[INSTRUCTION]: Write out all records as given; omit images.

────────────────────

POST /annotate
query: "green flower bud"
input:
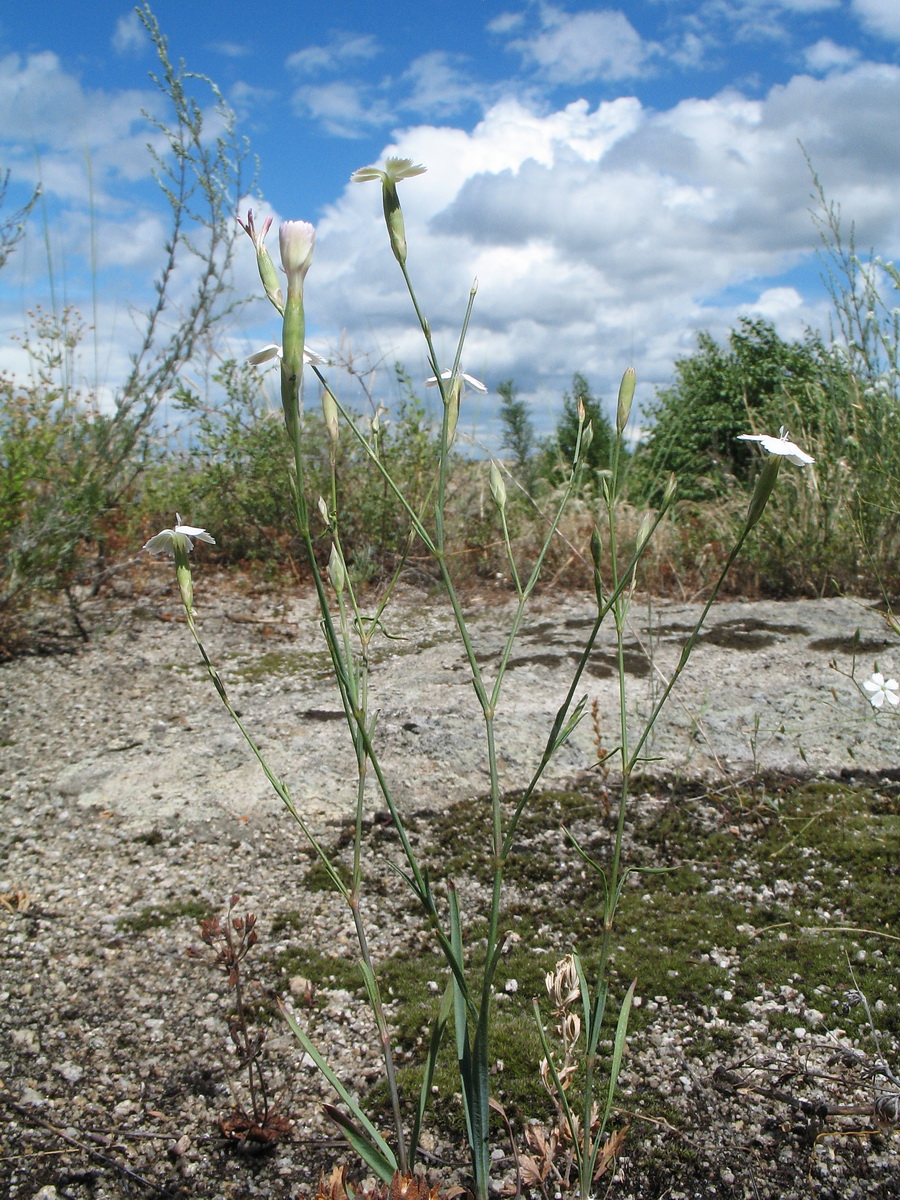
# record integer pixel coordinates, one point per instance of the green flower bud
(627, 395)
(762, 491)
(498, 489)
(336, 571)
(394, 171)
(329, 408)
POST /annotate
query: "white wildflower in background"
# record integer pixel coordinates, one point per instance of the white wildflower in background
(274, 351)
(468, 381)
(881, 689)
(780, 445)
(165, 543)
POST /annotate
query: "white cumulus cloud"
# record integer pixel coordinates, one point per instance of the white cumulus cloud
(610, 235)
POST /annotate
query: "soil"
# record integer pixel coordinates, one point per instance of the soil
(131, 807)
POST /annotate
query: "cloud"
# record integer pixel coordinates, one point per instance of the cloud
(827, 55)
(45, 111)
(609, 234)
(341, 49)
(880, 16)
(585, 46)
(130, 36)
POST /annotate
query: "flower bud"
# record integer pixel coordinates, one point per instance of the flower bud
(643, 532)
(297, 240)
(453, 408)
(394, 171)
(762, 491)
(265, 265)
(336, 571)
(498, 489)
(329, 408)
(627, 395)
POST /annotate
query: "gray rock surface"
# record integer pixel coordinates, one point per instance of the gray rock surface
(131, 724)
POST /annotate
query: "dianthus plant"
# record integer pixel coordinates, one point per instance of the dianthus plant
(351, 629)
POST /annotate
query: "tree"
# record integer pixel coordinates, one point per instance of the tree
(517, 432)
(718, 391)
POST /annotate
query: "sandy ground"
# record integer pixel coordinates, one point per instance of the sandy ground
(131, 723)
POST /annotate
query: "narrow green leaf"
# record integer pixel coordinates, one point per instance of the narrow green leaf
(371, 1157)
(378, 1145)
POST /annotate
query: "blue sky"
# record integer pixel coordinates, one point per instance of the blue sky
(617, 178)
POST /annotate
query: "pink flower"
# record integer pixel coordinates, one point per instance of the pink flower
(297, 240)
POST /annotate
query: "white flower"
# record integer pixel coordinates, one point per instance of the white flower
(297, 240)
(394, 171)
(275, 352)
(468, 381)
(165, 543)
(781, 444)
(881, 689)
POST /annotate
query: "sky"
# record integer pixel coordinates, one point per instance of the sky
(617, 179)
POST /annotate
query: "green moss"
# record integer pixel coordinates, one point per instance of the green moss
(162, 916)
(755, 888)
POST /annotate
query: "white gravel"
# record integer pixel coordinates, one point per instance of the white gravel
(125, 787)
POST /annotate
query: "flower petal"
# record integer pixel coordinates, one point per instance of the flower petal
(265, 355)
(161, 543)
(475, 384)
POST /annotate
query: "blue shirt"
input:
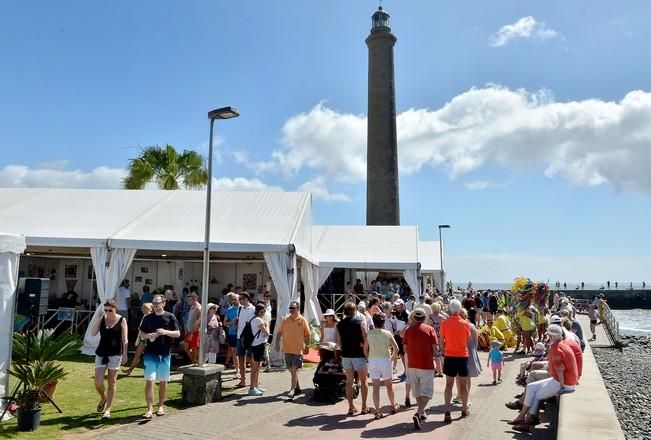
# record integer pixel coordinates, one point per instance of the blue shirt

────────────────────

[WRITTEN RESPONSE]:
POST /annotate
query: "green flower bud"
input:
# record integer pixel coordinates, one point per instance of the green flower bud
(627, 395)
(762, 491)
(498, 489)
(336, 571)
(394, 171)
(329, 408)
POST /annotate
query: "white wildflower in background"
# record integer pixel coordinates, one point per instance of the white wildflower in background
(274, 351)
(468, 381)
(881, 689)
(780, 445)
(165, 543)
POST /annotate
query: "white cumulus cloud"
# record integer pixel coordinates, one point per instance of the white cumulus cloud
(610, 235)
POST /annotate
query: "soil"
# record integer pixel coordinates, one point per instance of the soil
(131, 807)
POST /annotate
query: "cloud"
# record integer pixel coordinates, one point per instance of the cloud
(827, 55)
(45, 111)
(609, 234)
(341, 49)
(880, 16)
(585, 46)
(130, 36)
POST /annotate
query: "flower bud"
# record integer pixel coordinates, one point per instance of the flower bud
(643, 532)
(297, 240)
(453, 408)
(394, 171)
(762, 491)
(265, 265)
(336, 571)
(498, 489)
(329, 408)
(627, 395)
POST /annotate
query: "gray rock surface"
# record integer pixel coordinates, one point per instance of the gray rock surface
(131, 724)
POST /annotate
query: "dianthus plant"
# record integer pixel coordinates, one point per instance of the dianthus plant
(351, 629)
POST /annotate
query: "tree"
# record integer pixel coordinates, one point per instance of the tree
(517, 432)
(718, 391)
POST /annotate
query: "sandy ground"
# record integer pixel coordinates, one point per instance of the sandy ground
(131, 723)
POST /annotate
query: "narrow green leaf"
# record integer pixel coordinates, one point per instance of the narrow green leaf
(371, 1157)
(378, 1145)
POST /annotate
query: "blue sky"
# record integer pixel coordinates, one point per instance of the blue sky
(617, 178)
POST /annotate
query: "pink flower"
# record integer pixel coordinates, one point per instance of the pink flower
(297, 240)
POST /annotate
query: "white flower"
# record integer pixel coordinates, one point per instance of the white flower
(297, 240)
(394, 171)
(275, 352)
(468, 381)
(165, 543)
(781, 444)
(881, 689)
POST /annotate
query: "sky"
# record integer pixel coordinates, one point per instance of the sky
(617, 179)
POST /annotate
query: "green moss"
# record integer pixel coordinates, one point per instance of the green moss
(162, 916)
(755, 888)
POST /annotate
query: "white gravel"
# record integer pixel coordinates, one point per instance of the white gravel
(125, 787)
POST /annotate
query: "flower petal"
# record integer pixel coordinates, one point per instance of the flower petal
(265, 355)
(161, 543)
(475, 384)
POST /annotate
query: "blue shirt"
input:
# record integer pixel coordinates, one point per instance of the blue shirt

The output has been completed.